What the task asks
If a record holds a picture, skip the picture but print everything else exactly.

Source material
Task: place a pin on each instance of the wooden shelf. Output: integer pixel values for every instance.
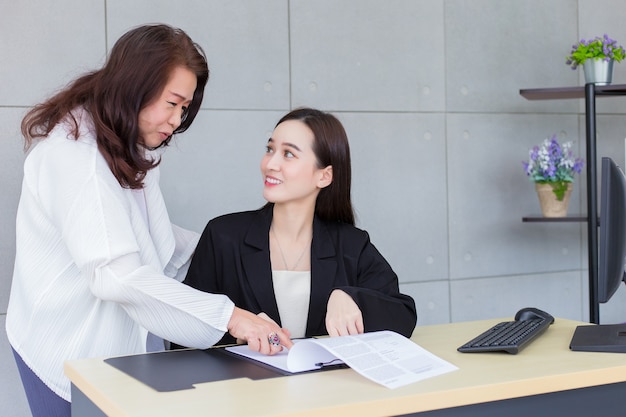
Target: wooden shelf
(561, 93)
(541, 219)
(589, 93)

Answer for the task
Task: place a pin on each instance of the wooden shelf. Output: integer pixel values for every instance.
Target: wooden shelf
(561, 93)
(541, 219)
(589, 93)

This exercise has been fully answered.